** ABOUT THIS TASK **
Look below for the line that has "Query: recessed ceiling light". Set down the lines from there through the line that has "One marker per instance, like [7,169].", exactly as written.
[THE RECORDS Boundary: Start]
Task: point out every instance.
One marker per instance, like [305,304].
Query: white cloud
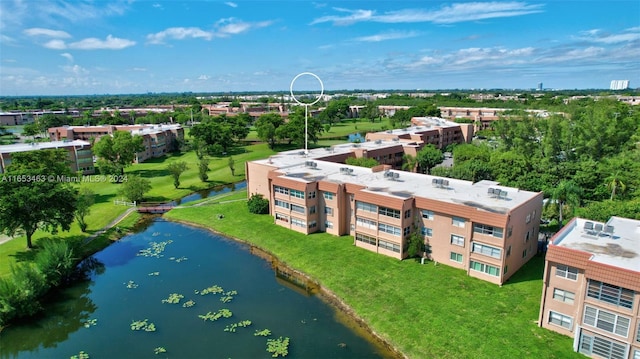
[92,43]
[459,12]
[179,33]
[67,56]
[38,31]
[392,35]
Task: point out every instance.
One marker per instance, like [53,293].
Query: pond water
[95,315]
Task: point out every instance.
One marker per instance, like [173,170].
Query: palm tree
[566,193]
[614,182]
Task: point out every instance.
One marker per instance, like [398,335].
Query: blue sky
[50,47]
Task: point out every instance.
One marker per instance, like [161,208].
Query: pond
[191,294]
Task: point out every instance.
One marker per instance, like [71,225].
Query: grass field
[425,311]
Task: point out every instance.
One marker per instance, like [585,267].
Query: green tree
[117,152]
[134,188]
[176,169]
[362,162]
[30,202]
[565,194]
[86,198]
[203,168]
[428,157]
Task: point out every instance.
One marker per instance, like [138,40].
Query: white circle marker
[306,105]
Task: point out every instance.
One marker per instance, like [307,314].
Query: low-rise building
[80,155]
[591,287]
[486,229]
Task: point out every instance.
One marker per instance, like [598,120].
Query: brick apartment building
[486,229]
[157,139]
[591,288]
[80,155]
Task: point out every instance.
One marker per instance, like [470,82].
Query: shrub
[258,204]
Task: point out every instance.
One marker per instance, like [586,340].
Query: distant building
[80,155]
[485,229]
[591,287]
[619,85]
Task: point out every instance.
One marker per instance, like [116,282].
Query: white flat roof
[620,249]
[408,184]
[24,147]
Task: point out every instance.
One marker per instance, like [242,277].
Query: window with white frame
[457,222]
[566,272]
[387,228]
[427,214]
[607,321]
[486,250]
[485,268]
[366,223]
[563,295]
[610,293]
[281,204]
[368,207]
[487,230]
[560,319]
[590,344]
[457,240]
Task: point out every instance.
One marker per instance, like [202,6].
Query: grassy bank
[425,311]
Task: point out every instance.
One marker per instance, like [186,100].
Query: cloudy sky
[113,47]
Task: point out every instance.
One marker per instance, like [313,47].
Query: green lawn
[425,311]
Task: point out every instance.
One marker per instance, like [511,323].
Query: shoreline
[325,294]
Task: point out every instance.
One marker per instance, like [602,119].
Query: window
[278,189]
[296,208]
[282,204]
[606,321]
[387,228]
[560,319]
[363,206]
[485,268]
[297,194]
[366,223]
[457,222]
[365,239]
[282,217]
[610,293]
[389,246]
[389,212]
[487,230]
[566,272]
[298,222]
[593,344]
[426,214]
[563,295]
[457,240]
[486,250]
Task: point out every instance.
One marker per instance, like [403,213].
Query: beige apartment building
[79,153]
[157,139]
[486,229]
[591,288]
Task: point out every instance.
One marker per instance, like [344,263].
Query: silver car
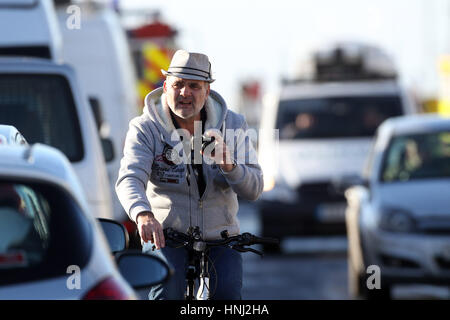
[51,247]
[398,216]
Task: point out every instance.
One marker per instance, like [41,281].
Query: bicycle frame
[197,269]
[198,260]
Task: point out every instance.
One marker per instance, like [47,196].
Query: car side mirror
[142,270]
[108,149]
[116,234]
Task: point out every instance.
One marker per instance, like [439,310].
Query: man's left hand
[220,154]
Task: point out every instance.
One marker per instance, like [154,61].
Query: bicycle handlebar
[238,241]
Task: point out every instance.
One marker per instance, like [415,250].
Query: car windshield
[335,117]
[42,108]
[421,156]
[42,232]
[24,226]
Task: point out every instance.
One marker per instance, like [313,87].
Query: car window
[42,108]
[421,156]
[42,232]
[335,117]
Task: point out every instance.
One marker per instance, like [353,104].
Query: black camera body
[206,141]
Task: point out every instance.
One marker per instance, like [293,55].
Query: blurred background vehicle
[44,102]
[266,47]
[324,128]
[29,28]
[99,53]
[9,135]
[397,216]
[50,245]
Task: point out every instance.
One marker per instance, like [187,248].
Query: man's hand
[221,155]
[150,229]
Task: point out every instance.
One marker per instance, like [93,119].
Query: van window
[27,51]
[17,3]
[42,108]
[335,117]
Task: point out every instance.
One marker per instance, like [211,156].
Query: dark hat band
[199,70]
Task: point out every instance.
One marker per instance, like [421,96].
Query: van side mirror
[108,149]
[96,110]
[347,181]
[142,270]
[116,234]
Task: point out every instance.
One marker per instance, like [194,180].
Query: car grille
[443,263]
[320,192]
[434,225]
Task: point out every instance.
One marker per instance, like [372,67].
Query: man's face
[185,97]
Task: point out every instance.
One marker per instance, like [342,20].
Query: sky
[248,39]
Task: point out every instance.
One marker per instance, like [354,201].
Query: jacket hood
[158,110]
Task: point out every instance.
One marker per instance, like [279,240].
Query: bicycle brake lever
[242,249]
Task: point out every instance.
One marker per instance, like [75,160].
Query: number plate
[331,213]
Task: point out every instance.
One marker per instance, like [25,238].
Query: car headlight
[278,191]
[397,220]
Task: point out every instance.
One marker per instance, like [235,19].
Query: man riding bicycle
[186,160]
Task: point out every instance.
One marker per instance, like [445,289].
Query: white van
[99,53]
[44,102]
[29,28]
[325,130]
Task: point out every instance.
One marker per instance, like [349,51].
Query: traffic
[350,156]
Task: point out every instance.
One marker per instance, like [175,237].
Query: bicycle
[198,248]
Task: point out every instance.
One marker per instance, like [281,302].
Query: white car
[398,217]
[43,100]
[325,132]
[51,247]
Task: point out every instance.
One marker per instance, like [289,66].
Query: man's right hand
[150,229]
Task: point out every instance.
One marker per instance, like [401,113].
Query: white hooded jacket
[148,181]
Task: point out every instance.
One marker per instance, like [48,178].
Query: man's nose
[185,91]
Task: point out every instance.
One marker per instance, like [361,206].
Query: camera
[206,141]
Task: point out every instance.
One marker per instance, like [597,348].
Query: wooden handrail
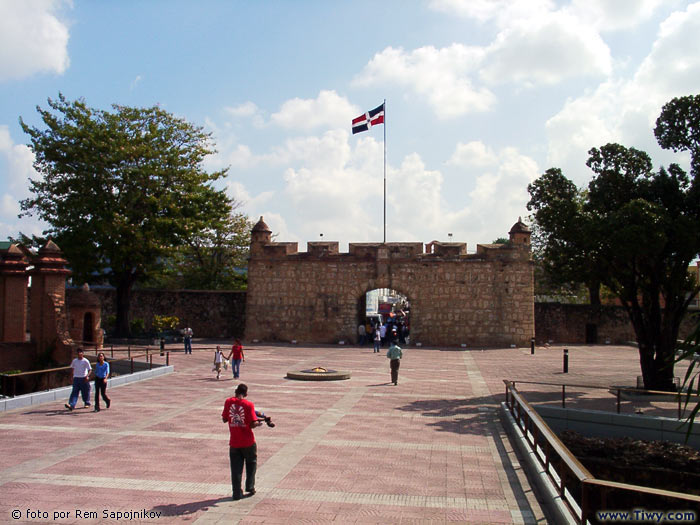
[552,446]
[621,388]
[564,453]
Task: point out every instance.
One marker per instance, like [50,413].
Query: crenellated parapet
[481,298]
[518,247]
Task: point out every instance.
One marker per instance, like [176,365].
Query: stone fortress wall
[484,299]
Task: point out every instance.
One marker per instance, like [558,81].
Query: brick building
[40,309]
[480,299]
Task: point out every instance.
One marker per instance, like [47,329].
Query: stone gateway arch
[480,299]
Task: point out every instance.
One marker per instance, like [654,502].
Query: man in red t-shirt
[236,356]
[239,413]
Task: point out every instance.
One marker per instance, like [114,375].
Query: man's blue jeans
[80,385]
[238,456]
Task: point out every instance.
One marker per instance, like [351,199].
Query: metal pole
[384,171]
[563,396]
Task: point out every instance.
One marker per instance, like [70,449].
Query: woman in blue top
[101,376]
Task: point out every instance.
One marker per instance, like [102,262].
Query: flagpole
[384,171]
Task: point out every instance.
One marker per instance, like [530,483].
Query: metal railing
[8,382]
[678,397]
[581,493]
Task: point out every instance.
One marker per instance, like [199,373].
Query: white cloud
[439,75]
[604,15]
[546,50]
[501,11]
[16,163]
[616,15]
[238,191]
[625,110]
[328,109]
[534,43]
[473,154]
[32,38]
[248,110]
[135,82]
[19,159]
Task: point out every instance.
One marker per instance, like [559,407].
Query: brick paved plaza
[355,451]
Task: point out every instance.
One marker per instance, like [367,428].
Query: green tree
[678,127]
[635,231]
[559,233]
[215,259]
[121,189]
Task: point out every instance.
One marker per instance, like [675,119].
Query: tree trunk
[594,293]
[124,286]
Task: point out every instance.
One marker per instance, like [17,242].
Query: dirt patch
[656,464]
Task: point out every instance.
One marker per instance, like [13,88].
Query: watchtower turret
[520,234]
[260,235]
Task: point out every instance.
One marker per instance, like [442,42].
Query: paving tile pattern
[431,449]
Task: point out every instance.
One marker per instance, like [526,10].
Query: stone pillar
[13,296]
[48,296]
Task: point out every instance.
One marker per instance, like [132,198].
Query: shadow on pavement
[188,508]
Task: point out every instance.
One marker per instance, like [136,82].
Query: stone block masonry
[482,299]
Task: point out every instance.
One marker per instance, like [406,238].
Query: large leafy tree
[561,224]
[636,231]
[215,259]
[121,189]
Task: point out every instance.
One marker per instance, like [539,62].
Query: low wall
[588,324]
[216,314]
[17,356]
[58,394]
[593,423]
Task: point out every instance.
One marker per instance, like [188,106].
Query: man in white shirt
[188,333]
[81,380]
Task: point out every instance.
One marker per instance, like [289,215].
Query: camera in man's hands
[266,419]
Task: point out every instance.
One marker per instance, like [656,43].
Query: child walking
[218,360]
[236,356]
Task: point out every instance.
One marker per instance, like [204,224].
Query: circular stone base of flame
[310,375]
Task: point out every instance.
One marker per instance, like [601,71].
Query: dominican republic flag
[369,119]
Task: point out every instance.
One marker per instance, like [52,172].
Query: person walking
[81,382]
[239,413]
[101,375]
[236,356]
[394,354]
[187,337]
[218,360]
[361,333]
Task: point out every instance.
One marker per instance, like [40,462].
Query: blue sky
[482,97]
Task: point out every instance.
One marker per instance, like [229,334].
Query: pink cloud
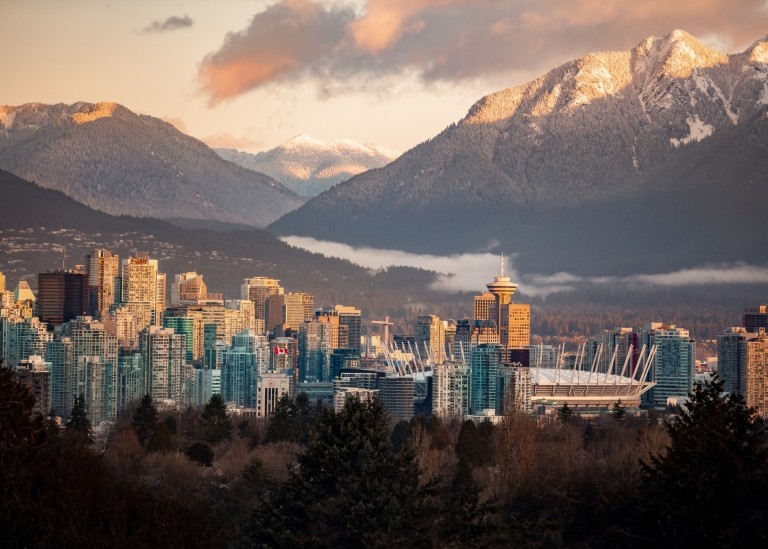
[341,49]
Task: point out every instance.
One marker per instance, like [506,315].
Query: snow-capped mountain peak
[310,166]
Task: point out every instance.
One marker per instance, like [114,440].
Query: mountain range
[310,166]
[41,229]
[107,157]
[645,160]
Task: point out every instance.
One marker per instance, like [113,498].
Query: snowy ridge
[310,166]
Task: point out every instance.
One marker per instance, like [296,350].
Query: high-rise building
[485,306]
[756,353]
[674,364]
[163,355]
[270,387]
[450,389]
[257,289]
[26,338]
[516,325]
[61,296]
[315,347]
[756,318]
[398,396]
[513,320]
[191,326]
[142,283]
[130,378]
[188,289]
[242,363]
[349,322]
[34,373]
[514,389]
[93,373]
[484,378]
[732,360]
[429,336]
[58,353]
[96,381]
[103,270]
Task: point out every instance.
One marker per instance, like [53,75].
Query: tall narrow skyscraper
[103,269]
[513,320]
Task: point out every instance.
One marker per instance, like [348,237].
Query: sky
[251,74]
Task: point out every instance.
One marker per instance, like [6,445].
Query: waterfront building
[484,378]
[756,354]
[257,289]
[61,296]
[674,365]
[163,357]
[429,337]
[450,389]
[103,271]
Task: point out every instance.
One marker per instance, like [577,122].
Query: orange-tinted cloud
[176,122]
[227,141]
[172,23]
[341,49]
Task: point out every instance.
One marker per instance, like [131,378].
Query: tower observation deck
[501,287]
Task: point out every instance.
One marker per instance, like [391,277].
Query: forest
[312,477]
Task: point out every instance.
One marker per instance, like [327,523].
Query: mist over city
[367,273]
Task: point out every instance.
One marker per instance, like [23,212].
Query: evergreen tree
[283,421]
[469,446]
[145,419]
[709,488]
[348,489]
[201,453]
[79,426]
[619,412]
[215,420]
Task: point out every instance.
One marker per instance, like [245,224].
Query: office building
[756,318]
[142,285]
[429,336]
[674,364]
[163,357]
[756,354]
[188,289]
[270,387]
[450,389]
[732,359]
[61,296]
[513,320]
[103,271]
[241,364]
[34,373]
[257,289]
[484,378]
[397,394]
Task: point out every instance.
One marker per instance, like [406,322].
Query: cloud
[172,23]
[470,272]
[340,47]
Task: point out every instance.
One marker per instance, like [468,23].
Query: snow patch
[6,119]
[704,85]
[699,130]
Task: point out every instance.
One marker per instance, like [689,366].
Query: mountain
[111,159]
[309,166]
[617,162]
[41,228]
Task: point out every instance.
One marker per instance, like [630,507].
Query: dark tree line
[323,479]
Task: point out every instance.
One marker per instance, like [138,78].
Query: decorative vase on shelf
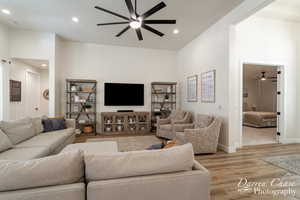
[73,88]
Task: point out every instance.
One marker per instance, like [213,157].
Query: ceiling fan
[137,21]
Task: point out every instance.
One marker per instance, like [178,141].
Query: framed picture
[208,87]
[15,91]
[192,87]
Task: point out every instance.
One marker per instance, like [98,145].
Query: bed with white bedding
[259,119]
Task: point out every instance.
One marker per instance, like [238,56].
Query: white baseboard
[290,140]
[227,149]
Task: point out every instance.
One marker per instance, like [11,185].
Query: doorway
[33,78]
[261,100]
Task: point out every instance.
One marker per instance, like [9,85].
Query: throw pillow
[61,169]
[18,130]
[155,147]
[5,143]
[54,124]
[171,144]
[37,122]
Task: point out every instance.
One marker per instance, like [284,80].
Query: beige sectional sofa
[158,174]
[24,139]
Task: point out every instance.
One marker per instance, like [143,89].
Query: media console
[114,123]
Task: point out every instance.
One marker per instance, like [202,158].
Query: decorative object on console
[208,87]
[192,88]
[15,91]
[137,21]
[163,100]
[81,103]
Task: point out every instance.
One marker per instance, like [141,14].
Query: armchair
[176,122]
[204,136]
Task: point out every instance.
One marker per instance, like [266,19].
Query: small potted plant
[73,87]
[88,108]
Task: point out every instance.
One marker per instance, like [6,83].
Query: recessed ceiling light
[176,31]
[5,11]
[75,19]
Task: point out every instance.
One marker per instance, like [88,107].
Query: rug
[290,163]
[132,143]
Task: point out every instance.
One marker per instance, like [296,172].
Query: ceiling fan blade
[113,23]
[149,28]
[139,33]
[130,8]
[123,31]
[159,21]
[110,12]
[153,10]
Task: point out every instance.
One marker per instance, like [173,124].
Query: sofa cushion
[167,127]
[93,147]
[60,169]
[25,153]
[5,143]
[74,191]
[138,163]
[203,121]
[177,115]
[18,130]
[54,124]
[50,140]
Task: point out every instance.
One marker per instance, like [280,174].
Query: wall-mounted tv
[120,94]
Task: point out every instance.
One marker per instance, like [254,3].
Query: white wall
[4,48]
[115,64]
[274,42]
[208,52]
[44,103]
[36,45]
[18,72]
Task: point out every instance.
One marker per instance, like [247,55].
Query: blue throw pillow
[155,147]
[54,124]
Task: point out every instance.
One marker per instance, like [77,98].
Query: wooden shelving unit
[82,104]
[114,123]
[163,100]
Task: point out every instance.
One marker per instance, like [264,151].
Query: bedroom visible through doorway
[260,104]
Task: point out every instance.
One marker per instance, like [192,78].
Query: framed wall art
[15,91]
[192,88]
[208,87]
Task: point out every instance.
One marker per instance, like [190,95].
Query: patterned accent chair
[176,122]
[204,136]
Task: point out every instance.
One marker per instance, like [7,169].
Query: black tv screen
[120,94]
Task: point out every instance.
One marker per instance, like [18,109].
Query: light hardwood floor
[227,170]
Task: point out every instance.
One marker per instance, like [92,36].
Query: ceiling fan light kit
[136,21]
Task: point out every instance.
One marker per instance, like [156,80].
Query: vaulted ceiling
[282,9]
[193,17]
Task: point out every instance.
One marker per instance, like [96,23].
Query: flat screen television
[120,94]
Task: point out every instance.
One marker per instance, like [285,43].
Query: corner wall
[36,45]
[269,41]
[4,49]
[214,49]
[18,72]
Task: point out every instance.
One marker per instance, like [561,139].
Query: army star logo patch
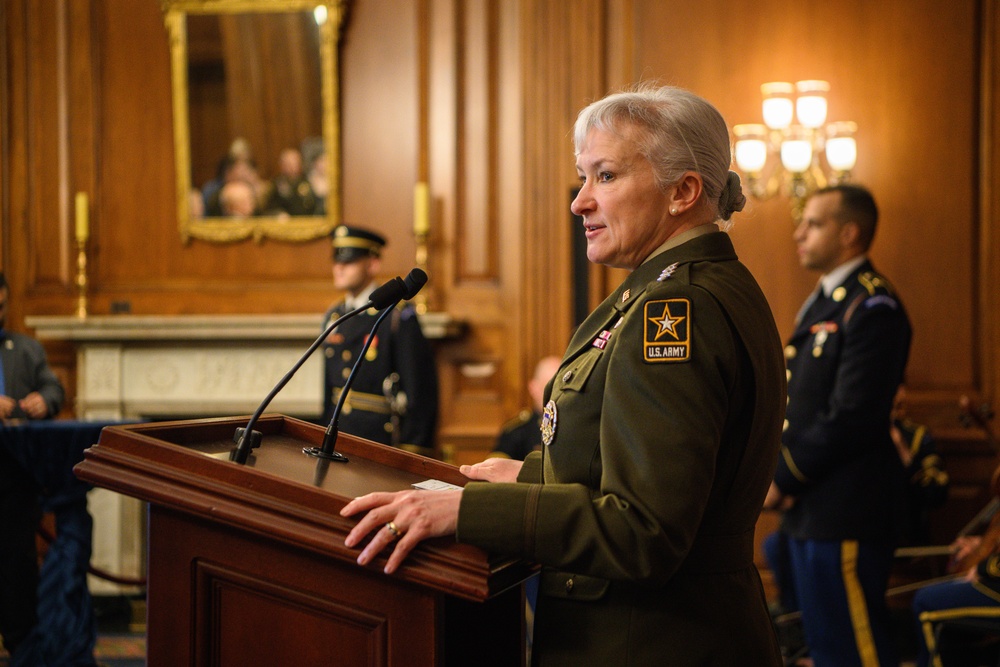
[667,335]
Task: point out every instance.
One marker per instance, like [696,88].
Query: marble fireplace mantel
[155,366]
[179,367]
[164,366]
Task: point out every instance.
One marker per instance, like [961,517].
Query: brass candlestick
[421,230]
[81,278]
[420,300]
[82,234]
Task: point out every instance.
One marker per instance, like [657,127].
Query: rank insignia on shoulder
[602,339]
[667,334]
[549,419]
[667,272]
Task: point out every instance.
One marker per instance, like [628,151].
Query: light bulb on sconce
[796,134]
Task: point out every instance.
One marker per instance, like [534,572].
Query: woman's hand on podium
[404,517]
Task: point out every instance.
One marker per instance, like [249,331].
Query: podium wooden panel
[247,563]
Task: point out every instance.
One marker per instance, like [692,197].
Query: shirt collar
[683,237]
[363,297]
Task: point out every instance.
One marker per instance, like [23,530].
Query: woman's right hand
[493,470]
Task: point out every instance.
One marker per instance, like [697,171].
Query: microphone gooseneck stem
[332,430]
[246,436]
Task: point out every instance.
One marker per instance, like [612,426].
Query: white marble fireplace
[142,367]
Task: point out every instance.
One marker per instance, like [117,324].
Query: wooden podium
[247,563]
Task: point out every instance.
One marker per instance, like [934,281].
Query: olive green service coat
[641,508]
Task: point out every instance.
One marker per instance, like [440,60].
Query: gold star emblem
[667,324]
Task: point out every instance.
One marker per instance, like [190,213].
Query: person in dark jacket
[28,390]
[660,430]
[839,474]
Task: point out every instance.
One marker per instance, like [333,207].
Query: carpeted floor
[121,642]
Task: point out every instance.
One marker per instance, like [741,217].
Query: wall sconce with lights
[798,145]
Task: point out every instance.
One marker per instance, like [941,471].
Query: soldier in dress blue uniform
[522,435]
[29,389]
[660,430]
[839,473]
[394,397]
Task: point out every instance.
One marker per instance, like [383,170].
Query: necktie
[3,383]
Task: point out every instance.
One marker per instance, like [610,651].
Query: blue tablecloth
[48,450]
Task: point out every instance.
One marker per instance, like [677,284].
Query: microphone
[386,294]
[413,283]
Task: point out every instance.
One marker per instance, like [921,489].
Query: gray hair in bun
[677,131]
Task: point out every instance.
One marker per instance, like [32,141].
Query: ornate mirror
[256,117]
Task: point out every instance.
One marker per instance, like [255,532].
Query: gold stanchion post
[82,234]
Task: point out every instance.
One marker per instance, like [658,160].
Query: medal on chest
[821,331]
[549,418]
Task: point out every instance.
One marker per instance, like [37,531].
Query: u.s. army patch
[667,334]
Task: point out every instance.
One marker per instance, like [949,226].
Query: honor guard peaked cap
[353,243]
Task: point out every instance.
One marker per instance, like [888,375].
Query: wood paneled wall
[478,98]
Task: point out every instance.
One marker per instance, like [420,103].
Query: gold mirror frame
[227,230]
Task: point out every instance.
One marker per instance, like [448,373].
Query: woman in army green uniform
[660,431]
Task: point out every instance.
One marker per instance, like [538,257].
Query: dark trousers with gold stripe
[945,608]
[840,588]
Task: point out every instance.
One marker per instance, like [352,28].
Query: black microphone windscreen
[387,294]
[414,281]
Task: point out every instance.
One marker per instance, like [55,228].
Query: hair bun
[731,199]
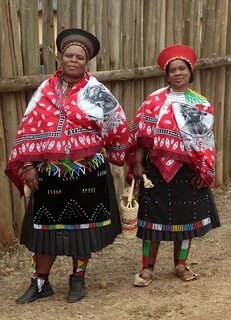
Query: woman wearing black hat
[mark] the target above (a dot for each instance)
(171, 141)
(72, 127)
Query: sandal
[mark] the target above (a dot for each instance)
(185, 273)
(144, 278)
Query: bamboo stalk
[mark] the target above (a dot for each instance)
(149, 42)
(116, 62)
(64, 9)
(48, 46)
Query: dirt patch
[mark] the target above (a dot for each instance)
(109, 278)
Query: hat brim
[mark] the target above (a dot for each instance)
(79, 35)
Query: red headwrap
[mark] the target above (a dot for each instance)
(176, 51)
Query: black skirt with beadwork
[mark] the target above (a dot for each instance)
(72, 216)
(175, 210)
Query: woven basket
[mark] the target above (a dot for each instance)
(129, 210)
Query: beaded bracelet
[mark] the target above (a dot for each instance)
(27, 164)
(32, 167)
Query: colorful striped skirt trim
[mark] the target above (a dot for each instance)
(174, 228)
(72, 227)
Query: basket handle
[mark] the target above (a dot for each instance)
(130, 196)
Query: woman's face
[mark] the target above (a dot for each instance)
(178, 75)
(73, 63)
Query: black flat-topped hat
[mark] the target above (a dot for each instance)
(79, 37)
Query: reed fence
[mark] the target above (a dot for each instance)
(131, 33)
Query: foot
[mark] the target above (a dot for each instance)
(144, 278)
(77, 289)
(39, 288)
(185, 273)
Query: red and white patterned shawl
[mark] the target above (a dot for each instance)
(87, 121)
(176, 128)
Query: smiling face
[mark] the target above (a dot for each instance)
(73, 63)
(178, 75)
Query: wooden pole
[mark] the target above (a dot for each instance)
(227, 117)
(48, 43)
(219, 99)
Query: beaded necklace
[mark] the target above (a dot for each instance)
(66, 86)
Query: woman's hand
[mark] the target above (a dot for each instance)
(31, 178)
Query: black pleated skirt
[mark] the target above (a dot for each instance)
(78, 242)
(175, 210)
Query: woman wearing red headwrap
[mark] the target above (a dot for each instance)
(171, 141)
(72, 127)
[THE RECORDS Boundary: End]
** EXPECTED ANSWER **
Query: recessed ceiling light
[176,31]
[5,11]
[75,19]
Task: point out every instance.
One marker per instance, like [88,107].
Query: rug
[290,163]
[132,143]
Task: point out every instance.
One marker per instance, like [296,172].
Query: ceiling fan blade
[113,23]
[149,28]
[139,33]
[130,8]
[123,31]
[159,21]
[110,12]
[153,10]
Task: point out every instance.
One marker per instance, like [173,124].
Query: sofa cushion
[167,127]
[93,147]
[60,169]
[25,153]
[5,143]
[74,191]
[138,163]
[203,121]
[177,115]
[18,130]
[54,124]
[50,140]
Task: point out every instance.
One marker per instance, like [280,174].
Query: wall-mounted tv
[120,94]
Task: point out every instance.
One marker per instance, like [254,3].
Query: white wall
[4,48]
[115,64]
[274,42]
[208,52]
[44,103]
[36,45]
[18,72]
Task: point out every instance.
One marker per instance, like [247,55].
Query: blue throw pillow
[155,147]
[54,124]
Task: point out every instance.
One marker per instance, like [77,98].
Query: wooden shelving unit
[82,104]
[114,123]
[163,100]
Task: point out every instance.
One marker per instance, like [264,151].
Query: bedroom visible through doorway
[260,104]
Task: point out every instance.
One marker per instance, like [192,78].
Query: framed wall art
[15,91]
[192,88]
[208,87]
Task: point out every instance.
One marker per instance, like [190,95].
Query: patterned accent chair
[176,122]
[204,136]
Task: point out every instance.
One marker per instance, like [7,169].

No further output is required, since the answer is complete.